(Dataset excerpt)
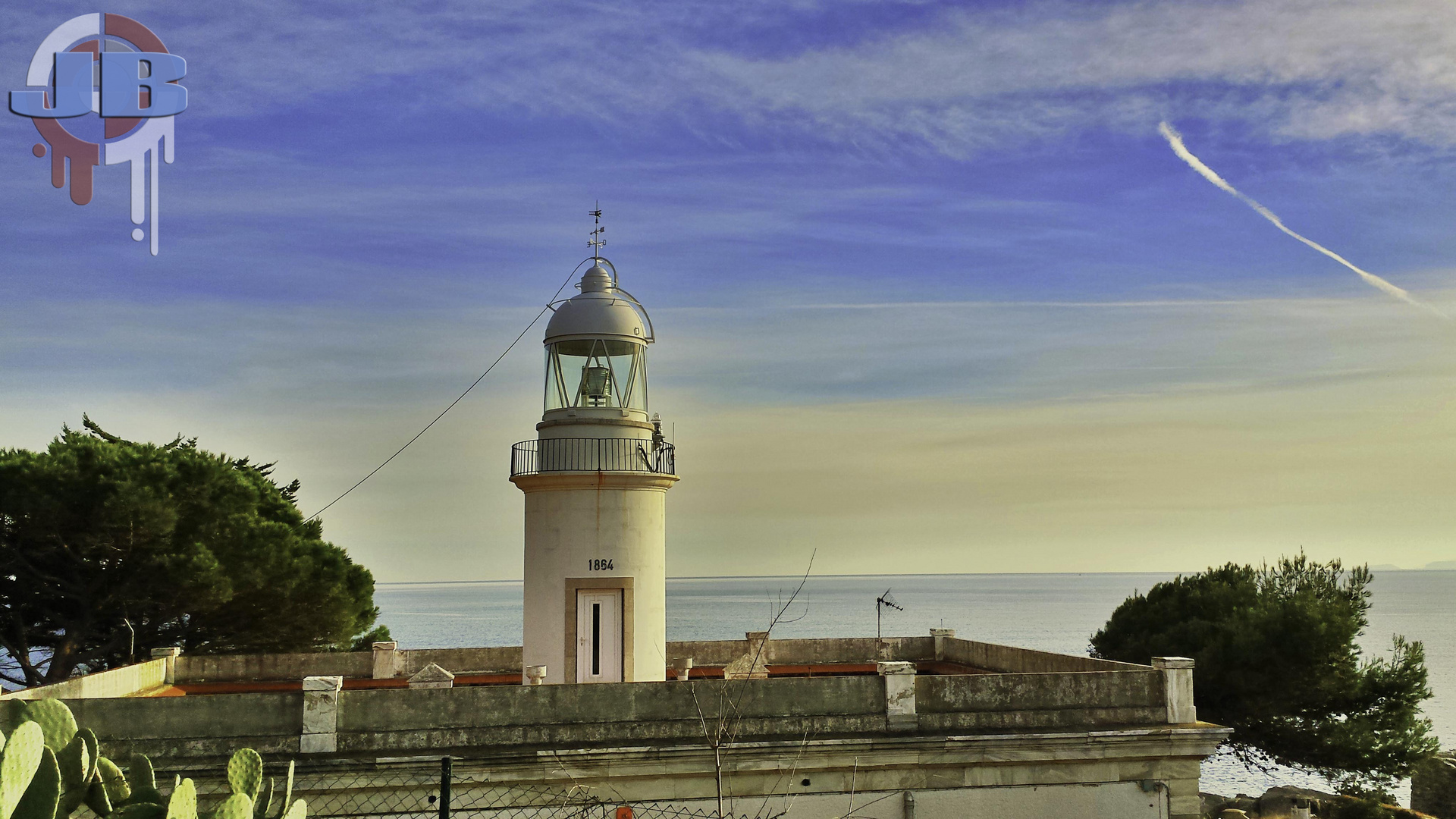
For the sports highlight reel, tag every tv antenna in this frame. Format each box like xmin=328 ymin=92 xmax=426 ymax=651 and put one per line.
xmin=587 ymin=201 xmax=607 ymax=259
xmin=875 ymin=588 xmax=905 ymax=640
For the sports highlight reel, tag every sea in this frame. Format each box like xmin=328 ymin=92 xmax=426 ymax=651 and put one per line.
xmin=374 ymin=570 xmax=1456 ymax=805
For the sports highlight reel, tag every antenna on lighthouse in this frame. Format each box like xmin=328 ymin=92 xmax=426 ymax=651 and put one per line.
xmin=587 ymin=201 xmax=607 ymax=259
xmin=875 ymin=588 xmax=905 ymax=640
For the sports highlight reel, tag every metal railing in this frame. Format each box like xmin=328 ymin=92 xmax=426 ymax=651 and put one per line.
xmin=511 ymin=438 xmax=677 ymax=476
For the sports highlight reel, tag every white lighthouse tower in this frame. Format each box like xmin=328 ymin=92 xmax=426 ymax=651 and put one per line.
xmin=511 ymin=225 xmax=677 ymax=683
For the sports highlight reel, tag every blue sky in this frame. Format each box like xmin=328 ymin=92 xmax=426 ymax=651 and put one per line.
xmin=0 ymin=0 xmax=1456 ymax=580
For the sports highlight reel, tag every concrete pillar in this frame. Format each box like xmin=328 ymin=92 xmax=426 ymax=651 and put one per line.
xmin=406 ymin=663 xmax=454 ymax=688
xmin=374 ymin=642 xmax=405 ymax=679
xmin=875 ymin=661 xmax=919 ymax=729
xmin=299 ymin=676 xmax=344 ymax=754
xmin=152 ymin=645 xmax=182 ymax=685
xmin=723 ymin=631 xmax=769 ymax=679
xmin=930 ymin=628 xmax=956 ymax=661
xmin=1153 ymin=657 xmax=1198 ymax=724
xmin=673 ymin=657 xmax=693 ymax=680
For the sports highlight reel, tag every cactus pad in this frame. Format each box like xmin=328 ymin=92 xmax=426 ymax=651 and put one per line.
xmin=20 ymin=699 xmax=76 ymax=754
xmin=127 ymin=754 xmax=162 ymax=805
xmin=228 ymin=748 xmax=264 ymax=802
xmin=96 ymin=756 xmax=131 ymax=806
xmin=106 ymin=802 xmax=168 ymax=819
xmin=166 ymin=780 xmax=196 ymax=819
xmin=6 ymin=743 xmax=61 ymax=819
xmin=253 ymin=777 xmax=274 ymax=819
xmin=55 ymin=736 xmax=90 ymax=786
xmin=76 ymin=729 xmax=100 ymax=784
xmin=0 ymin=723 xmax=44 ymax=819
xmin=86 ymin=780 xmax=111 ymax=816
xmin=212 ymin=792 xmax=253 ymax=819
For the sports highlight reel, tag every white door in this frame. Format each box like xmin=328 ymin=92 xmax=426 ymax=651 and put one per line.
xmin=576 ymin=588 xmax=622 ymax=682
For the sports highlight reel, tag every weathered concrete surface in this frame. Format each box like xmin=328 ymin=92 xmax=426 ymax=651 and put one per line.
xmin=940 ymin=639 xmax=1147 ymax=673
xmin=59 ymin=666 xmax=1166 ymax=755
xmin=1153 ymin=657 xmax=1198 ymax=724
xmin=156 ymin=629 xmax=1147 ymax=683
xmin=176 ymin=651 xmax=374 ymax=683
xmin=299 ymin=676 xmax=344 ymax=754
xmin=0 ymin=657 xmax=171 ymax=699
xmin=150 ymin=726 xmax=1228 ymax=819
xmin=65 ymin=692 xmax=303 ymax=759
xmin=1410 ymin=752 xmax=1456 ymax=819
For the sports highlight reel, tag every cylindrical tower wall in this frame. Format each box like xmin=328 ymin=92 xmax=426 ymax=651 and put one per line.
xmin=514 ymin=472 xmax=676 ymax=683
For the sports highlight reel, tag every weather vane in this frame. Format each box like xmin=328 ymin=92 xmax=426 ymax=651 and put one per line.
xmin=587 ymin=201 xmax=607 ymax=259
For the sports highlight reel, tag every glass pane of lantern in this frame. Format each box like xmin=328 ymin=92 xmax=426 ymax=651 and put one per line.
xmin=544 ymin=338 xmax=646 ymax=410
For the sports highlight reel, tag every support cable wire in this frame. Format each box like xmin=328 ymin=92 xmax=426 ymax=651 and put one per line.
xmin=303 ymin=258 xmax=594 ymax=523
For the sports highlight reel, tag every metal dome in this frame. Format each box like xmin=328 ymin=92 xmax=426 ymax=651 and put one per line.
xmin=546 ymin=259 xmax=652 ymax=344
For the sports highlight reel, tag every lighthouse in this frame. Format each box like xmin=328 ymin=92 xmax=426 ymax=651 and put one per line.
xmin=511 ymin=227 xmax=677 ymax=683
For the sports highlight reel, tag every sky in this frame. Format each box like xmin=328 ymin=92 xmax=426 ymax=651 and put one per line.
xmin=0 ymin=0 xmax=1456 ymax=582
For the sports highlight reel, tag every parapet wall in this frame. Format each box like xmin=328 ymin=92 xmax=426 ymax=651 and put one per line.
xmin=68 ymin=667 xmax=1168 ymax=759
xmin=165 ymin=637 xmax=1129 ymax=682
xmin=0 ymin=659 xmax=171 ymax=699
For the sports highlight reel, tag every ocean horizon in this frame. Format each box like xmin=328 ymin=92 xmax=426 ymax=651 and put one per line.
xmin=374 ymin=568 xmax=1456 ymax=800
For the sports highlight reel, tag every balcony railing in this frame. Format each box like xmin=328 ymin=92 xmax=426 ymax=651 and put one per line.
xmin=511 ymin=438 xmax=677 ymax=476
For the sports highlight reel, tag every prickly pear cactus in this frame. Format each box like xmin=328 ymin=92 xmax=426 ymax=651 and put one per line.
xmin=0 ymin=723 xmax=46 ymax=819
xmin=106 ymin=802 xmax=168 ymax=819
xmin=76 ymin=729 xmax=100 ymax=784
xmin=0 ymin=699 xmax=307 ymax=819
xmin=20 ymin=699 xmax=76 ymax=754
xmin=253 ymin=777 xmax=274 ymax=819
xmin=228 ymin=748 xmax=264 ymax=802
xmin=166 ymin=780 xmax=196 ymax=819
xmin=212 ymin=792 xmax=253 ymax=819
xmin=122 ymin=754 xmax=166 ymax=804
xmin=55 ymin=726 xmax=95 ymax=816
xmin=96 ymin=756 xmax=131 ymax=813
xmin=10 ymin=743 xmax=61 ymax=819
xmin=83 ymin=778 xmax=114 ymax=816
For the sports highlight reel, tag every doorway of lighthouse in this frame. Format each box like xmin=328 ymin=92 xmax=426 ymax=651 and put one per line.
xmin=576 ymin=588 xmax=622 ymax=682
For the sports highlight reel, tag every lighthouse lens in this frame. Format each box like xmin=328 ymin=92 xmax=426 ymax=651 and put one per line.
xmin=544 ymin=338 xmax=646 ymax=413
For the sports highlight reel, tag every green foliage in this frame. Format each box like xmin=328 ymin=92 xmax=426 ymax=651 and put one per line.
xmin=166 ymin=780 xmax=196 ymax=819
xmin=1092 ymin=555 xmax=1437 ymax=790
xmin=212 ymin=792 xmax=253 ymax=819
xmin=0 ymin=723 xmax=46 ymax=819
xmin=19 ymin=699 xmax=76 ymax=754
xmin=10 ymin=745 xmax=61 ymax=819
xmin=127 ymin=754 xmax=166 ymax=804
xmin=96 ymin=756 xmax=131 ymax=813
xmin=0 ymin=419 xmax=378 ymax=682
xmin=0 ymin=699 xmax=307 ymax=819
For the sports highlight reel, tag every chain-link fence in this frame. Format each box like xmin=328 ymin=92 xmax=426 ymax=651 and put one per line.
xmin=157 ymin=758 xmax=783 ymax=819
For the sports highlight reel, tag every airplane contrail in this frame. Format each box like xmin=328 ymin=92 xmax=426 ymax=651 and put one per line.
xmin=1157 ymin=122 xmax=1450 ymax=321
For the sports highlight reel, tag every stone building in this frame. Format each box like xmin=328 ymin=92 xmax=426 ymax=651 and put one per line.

» **INSTRUCTION**:
Copy out verbatim the part of the data that opens with the line containing "For the sports highlight reel, tag every sea" and closes with the line containing "xmin=511 ymin=225 xmax=677 ymax=683", including both of those lines.

» **OUTPUT FOR THIS EXERCISE**:
For the sports highlight reel, tag every sea in this frame. Format each box like xmin=328 ymin=92 xmax=426 ymax=651 and put one per line.
xmin=374 ymin=570 xmax=1456 ymax=805
For the sports highlight reel, tag every antenna on lighthouse in this frame. Format each box like xmin=328 ymin=92 xmax=426 ymax=651 and put one per line.
xmin=587 ymin=201 xmax=607 ymax=259
xmin=875 ymin=588 xmax=905 ymax=640
For the sports highlight reel, tag every metal railing in this frame. Format each box like xmin=328 ymin=92 xmax=426 ymax=651 and put one per line.
xmin=511 ymin=438 xmax=677 ymax=476
For the sports highlight reel, tag every white lighthouse tower in this frame. Format each box like xmin=328 ymin=92 xmax=426 ymax=651 and put one per line.
xmin=511 ymin=225 xmax=677 ymax=683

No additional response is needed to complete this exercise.